- _AIM OF THE TASK_
Every line from the line containing "Check that each instance of the black blazer" through the final line below is to be repeated exactly; no other line is.

- _DATA ENTRIES_
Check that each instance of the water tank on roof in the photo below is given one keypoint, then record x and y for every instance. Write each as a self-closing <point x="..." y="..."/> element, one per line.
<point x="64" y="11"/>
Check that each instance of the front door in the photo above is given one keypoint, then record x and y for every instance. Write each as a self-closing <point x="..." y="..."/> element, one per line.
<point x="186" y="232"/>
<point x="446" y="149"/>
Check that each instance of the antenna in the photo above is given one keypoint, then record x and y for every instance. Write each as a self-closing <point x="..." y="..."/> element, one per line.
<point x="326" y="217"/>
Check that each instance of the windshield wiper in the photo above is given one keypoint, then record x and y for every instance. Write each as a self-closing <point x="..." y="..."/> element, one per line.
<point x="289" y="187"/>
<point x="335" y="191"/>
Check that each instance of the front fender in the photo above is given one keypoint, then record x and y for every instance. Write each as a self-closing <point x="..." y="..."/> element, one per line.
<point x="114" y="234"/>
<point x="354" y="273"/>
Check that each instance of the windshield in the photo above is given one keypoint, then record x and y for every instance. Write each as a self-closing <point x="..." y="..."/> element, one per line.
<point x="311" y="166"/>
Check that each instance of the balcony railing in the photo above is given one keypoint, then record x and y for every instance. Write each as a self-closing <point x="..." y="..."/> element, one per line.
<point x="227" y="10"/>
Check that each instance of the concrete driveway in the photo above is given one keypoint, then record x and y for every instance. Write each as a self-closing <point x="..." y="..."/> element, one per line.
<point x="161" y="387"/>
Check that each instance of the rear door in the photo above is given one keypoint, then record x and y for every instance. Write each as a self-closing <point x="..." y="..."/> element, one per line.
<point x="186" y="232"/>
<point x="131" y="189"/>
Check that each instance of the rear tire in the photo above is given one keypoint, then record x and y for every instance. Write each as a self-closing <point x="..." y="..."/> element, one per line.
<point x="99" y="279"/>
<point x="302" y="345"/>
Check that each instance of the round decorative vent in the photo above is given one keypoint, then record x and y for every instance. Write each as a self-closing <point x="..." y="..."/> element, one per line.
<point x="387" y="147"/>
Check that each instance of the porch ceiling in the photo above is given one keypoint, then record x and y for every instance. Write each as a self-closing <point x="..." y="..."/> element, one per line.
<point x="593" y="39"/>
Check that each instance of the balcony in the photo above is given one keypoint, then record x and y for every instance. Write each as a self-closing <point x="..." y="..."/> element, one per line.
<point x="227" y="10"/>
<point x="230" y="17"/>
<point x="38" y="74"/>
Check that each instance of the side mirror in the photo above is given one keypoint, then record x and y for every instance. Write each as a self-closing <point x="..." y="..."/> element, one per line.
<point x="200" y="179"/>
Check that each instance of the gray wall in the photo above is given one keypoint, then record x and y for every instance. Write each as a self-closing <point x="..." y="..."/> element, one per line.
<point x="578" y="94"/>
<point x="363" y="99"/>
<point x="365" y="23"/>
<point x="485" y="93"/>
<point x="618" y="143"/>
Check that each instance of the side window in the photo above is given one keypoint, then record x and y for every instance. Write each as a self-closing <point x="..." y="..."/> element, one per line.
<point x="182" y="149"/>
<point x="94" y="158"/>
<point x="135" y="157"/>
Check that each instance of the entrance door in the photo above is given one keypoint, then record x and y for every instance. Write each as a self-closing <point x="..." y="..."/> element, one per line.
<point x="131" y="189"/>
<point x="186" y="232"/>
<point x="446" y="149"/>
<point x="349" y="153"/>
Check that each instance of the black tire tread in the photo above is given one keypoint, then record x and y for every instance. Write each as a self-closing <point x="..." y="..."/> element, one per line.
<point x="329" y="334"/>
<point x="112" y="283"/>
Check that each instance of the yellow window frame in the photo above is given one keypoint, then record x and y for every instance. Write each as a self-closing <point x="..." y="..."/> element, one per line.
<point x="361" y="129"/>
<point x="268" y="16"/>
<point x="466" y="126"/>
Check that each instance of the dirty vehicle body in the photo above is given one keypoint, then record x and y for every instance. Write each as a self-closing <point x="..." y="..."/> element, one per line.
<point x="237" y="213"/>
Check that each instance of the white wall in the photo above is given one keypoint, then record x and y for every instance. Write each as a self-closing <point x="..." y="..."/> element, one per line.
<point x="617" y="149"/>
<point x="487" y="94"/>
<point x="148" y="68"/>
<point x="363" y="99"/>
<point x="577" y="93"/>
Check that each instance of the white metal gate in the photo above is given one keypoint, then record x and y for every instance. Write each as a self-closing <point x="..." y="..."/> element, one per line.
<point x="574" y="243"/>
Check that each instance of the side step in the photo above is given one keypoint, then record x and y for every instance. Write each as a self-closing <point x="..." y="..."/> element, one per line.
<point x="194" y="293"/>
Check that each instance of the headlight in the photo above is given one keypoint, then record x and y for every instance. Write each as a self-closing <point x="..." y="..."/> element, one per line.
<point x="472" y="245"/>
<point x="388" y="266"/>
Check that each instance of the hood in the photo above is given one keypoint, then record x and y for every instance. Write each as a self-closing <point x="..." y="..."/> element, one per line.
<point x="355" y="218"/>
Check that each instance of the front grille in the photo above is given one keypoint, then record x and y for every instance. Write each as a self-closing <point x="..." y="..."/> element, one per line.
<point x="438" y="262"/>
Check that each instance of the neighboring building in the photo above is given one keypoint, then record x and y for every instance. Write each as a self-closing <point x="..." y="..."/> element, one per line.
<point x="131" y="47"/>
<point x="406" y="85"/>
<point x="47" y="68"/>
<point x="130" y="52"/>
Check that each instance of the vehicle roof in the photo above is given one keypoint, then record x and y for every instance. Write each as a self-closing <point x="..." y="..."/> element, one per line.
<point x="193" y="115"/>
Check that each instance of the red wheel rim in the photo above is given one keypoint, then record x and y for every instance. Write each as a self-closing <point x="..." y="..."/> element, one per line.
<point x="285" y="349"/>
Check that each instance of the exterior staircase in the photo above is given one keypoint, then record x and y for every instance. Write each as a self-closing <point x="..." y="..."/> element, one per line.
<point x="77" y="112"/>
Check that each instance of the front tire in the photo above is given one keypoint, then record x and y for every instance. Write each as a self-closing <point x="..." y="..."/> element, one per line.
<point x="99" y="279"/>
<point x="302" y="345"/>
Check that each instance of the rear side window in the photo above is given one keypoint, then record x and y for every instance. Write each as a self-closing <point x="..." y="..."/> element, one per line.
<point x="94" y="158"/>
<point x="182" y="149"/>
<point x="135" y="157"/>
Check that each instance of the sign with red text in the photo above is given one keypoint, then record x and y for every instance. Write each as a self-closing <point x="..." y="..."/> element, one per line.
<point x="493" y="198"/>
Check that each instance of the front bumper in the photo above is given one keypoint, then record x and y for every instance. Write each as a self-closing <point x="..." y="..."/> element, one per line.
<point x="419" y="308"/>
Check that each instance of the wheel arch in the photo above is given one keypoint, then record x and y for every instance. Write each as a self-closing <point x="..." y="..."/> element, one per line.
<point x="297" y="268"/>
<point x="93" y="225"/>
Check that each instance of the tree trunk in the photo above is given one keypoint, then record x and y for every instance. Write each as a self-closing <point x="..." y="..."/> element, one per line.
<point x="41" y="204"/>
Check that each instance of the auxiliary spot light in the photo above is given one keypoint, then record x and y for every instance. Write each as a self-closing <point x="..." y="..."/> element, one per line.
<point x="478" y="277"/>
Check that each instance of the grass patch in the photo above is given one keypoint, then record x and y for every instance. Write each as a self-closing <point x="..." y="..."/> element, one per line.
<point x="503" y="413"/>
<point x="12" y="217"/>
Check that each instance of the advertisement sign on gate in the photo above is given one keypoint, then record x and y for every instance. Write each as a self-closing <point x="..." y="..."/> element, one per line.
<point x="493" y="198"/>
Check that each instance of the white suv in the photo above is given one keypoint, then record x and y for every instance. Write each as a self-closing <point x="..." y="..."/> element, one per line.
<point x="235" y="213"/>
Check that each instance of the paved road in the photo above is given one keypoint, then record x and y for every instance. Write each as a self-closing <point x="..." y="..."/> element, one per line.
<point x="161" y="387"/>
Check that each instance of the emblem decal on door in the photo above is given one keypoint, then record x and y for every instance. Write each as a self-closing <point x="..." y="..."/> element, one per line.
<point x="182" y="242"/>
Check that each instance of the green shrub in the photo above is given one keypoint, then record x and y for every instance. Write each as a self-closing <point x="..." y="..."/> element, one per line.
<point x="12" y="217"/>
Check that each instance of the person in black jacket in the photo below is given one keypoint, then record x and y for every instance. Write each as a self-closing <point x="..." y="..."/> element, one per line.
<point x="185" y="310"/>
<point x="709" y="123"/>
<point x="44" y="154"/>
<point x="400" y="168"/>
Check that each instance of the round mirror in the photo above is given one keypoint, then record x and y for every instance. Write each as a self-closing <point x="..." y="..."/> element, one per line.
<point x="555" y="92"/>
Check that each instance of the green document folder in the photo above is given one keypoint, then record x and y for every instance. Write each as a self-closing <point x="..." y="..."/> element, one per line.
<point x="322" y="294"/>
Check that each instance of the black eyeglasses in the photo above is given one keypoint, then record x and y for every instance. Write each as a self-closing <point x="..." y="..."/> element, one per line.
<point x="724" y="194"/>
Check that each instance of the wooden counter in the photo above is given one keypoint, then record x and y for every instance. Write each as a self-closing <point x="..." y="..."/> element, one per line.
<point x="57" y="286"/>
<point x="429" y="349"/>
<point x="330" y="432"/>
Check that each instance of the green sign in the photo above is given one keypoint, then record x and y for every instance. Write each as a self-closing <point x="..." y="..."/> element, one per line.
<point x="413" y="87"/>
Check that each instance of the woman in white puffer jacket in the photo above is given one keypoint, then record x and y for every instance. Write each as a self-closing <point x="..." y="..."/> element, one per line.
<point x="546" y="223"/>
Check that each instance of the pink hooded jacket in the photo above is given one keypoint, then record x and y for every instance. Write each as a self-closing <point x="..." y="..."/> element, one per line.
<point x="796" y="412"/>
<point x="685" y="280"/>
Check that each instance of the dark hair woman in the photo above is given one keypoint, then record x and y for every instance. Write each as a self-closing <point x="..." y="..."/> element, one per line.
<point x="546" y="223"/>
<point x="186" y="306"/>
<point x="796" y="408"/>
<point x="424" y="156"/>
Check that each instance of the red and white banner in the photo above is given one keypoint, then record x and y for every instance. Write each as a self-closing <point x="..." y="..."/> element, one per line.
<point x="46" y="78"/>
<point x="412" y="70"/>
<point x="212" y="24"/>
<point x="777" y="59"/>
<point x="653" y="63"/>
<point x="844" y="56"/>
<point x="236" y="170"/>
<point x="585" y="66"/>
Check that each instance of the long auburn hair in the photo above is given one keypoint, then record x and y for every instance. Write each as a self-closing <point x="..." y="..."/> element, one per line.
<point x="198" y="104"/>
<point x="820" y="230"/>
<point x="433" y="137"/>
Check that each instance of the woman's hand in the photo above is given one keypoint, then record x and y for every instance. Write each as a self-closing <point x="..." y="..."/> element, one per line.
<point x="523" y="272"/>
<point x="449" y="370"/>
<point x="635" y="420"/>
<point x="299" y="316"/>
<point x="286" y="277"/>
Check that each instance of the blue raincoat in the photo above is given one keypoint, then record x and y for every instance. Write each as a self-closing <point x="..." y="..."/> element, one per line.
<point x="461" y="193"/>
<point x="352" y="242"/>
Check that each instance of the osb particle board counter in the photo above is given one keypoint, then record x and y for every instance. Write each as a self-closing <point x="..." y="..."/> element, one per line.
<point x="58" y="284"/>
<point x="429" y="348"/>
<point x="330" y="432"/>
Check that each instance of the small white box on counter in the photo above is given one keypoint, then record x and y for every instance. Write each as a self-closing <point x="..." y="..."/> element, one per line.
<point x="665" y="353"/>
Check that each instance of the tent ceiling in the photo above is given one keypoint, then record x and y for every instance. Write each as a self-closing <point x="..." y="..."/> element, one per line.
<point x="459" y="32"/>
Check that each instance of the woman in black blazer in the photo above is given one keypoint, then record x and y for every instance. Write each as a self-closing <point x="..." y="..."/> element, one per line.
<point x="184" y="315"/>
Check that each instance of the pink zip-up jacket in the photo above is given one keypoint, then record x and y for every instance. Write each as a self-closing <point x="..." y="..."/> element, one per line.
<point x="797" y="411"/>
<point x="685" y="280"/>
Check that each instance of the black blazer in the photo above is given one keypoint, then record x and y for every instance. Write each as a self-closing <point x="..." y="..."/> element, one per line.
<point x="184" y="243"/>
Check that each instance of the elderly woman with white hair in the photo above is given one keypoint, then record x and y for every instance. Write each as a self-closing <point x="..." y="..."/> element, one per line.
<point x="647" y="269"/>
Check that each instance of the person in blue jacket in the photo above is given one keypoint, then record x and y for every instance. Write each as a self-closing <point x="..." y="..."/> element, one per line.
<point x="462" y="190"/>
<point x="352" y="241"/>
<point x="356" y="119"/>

- _SOLUTION FOR THIS PROBLEM_
Check that each instance of the black blazer in the photo above is given one keypoint, then record x and y for every instance. Write each as a self-closing <point x="..." y="..."/> element, one per line.
<point x="184" y="243"/>
Check that each instance of the elderly woman with white hair in the photo above is given one keypoint, then record x and y for every instance. Write each as a self-closing <point x="..." y="..."/> element, one per line.
<point x="647" y="269"/>
Check that each instance of the person in blue jacket in the photo above is given one keypoint, then record x and y for every instance. Write each as a self-closing <point x="..." y="..."/> element, one per line.
<point x="462" y="190"/>
<point x="352" y="241"/>
<point x="356" y="119"/>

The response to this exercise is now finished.